(ABOUT THIS EXERCISE): Within the material below, transcribe exactly the lines from the one holding "Record the location of each instance of the pink" through the one holding "Record the location of each instance of the red", keeping both ends and skipping the rest.

(INFORMATION PROVIDED):
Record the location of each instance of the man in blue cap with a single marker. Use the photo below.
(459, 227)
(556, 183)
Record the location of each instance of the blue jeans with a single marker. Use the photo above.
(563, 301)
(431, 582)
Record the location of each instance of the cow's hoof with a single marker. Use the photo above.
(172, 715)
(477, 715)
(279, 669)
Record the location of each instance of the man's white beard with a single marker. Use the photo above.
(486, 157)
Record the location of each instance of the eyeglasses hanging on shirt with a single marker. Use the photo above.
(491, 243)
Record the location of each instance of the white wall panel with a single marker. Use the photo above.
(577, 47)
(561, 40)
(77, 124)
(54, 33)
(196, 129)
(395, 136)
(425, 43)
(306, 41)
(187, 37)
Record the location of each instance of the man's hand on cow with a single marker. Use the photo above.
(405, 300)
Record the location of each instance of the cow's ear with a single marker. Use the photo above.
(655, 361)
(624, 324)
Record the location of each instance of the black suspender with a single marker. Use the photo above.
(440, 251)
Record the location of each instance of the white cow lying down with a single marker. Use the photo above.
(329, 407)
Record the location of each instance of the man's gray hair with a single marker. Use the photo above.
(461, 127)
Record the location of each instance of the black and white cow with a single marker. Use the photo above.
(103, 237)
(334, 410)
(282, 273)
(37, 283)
...
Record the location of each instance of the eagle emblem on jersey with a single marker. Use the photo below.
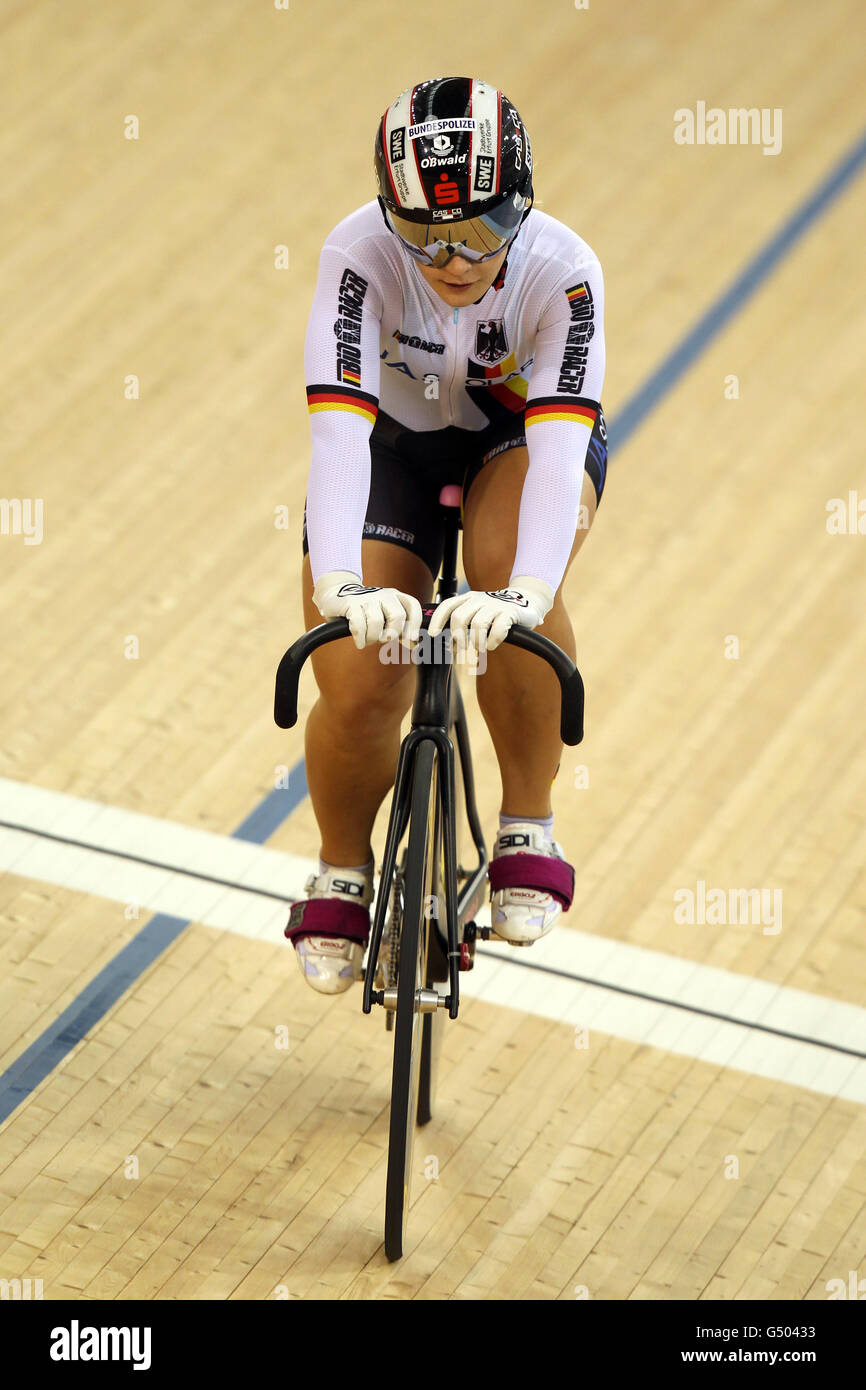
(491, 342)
---
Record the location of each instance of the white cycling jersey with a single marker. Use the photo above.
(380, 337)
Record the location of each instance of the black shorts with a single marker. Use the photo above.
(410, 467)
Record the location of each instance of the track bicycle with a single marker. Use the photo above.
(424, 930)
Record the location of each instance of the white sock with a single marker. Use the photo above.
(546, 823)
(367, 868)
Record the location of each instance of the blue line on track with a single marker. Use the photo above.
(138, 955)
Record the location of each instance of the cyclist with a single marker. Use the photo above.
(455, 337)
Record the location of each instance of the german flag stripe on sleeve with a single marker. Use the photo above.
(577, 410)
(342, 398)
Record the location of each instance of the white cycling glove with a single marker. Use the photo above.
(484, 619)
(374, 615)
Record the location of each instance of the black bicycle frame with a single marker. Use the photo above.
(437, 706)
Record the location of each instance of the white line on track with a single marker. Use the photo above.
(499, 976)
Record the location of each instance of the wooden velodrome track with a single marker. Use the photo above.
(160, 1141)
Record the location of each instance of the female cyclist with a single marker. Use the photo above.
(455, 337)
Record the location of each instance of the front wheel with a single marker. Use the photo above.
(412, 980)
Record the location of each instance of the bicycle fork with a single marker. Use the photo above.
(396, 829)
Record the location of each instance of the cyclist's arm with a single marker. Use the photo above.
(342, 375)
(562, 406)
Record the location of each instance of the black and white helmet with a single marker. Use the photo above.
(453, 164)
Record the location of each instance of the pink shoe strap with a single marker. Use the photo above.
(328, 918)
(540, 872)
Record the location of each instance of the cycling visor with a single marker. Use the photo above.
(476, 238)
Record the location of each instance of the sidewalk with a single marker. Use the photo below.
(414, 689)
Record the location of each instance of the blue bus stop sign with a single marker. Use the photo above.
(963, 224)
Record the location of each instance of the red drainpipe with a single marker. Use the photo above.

(SOLUTION FOR THIS EXERCISE):
Record the location of each instance of the pink shoe strap with a single marker. Use the photo above.
(328, 918)
(540, 872)
Record the location of each instance of the cycling visor with a single marker. Use the photo above.
(476, 238)
Record the location of each instance of the sidewalk with a single marker. Use the photo below.
(414, 689)
Record the location of each instance of the blue bus stop sign with a single marker. Use the photo above.
(963, 224)
Record the location of each instance of the red drainpipe with a single marker. Use the photo above.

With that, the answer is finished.